Records from a data source:
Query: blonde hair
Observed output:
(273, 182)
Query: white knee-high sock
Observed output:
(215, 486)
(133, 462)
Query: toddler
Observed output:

> _Directions_: Update the material above by replacing "Observed output" with "Result" everywhere it appears, leaving all else unchanged.

> _Result of the exercise_:
Query: blonde hair
Result:
(273, 182)
Query: white knee-high sock
Result:
(215, 486)
(133, 462)
Query: toddler
Result:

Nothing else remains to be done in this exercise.